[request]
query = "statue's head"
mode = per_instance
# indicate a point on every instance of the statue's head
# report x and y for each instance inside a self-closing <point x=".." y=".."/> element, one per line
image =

--

■ **WHAT IS REQUIRED**:
Please copy the data above line for line, leaving every character unchanged.

■ **RESULT OF THIS EXERCISE**:
[request]
query = "statue's head"
mode = per_instance
# indicate a point on every instance of the statue's head
# report x and y for each instance inside a self-closing <point x=".." y=".."/> element, one per line
image =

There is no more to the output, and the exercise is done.